§ Work task 1
In the Invisi-Girl post, what does the writer always answer when asked which superpower they would want?
§ Work task 2
Extend the Invisi-Girl post beyond its final sentence, in the same voice.

§ Extract
^^^^^^^^

Code Named: Invisi-Girl

Hey guys, it’s been a while hasn’t it. Well, I’ve been stuck in Nigeria and haven’t had much time to write since I have been working super hard on revision for my exams coming up. Today I just felt the need to.

 Sometimes I wish nobody knew my name. Sometimes I wish that I could do whatever I wanted and nobody would even bat an eyelid my way. Sometimes I just want to be invisible to the world. On the occasion I get a question like, “if you had a super power, what would it be?” I always answer with having an invisibility coat and/or teleportation. The thing is I probably won’t do anything exciting with my invincibility coat. Code named, “Invisi-Girl”, I won’t rob a bank, because I have a guilty conscience that I can never get rid of, I won’t mess with unsuspecting random people because I’d feel terrible afterwards and I definitely won’t do anything as adventurous as get on a plane and travel to anywhere I want to go, because I probably won’t have a seat and I get really air-sick. So, I would probably sit in a lonely corner by myself somewhere busy, where I can people-watch all day because that’s what I like to do. I like to imagine everyone else’s life, are they happy? Are they sad? Is she a psychopath or a sociopath? Is he a lying, cheating, walking whorehouse? I wonder what their kink is? How different are they from me? Every one of these people is so different, yet so similar to each other, but we all think we are so different from each other. We are all looking for a “uniqueness” that isn’t really there. We want to look different, talk different, act different, be different, but the truth is your difference doesn’t really make you different it just makes you a part of the different group. Because of this want to be different, nobody seems to be himself or herself anymore, but there are some people who can claim to not want to be different, they are different in this way.

^^^^^^^^

§ Dataset content
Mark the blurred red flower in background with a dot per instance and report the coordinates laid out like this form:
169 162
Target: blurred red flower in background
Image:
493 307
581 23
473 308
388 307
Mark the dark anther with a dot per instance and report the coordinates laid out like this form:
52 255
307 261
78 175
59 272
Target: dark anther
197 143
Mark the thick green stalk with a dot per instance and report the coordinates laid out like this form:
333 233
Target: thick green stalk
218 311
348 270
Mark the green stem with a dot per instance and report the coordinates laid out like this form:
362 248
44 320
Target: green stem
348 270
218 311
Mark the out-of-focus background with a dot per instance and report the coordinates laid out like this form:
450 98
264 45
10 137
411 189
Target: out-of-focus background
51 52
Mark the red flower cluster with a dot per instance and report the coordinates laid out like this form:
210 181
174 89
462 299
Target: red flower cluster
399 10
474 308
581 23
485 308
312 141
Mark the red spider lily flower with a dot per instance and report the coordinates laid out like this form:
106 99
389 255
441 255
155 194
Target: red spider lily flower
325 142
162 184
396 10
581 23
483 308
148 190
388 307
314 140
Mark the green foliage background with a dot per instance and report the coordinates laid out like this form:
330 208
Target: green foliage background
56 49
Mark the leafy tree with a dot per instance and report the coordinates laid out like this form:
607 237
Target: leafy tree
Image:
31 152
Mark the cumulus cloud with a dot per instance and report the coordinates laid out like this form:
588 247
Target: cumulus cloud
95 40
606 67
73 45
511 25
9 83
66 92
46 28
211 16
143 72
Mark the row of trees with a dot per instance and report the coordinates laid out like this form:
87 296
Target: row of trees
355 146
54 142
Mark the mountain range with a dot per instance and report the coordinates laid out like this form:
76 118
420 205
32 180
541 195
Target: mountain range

^^^^^^^^

§ Written answer 1
An invisibility coat and/or teleportation.

§ Written answer 2
 To be honest, I don’t think anyone is really himself or herself. Most people don’t even know who they are deep within them. They have too many faces, too many personalities; they have lost who they really are. I have lost who I really am. I don’t know which face is the real me. So I reinvent, and I reinvent again till I am comfortable in this face. A face that represents the kind of person that I want to be, the kind that I feel I should be and living in that face makes me behave in that way. It is, however, necessary to change faces, you can’t be emotional, and open to everyone, sometimes you just have to be that stonehearted witch because it fits the situation. The issue is having too many faces because you forget which one you really are.

I wish people would stop being so overdramatic about the issue of everyone wanting to be different, but really aren’t different because they all want to do it. Be different, dye your hair, get rings in half of your face, plastic surgery, cut your hair, dress like a gypsy, do what you want to do a long as that is the face you choose and you are comfortable in that face alone without too many other faces that would allow you lose touch with the you, you want to be.